Ongelooflijk is de wisseling van landschappen: nu rijden we weer door een grote zandvlakte en proberen onze stofpluim vóór te blijven. Ook de afstanden zijn onvoorstelbaar. Vandaag is de teller 126 km verder getikt waarvan ruim 90 offroad met slechts tegenliggers wat al bovengemiddeld is. Het bordje bij de hut van Dreki wijst de weg naar Nyidalur: 125 km. Wat later komt ook Kik aan met de Lada op sleep: de boordcomputer was niet te reparen.

### Gegevens bij oefening
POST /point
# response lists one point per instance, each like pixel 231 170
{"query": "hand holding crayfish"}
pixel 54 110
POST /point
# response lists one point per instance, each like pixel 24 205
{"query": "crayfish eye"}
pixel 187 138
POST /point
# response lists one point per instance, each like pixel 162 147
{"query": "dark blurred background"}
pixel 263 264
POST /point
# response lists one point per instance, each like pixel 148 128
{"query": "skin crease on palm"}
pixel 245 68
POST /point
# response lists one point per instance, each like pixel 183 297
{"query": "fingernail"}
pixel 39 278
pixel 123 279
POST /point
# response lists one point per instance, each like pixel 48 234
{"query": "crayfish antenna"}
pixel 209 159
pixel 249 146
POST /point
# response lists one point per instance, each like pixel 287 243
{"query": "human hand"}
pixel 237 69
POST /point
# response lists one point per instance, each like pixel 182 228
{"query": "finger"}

### Werkinstructies
1) Tel in hoeveel rijen het woord "each" voorkomt en geef alleen dat getal.
2) Ga verder met het bronfragment over de tocht door de zandvlakte en begin na de laatste zin.

### Uitgewerkte opgaven
1) 8

2)
Snaefell: “who is in charge here?!” De afstand naar de bewoonde wereld is te groot om de Lada te slepen. Om in de Laro plaats te maken voor twee extra passagiers moet een deel van onze bagage op het dak, al is er geen dakdrager. Er staat een flinke wind en over de vlakten komen grote stofwolken aangeraasd. Het is een complete zandstorm en op sommige plekken blijft het zand in de luwte liggen en waait de weg dicht. Het voorwiel hapt dan gretig in het stof en dat levert af en toe flinke zwiepers op. Het zand knarst tussen de tanden en komt ook in de ogen zodat het wegdek soms slechts versluierd zichtbaar is. Ik dacht dat de hoge stokken langs de weg dienden om de weg te markeren bij zware sneeuwval maar het zou me niet verbazen als ze ook als baken dienen bij zandstormen. Toch is het prachtig weer en het geheel roept een sfeer op die doet denken aan het rijden in het Hoggar-gebergte in Zuid-Algerije. Het is een fotogeniek plaatje en met enige tegenzin trek ik toch maar de spiegelreflexcamera tevoorschijn.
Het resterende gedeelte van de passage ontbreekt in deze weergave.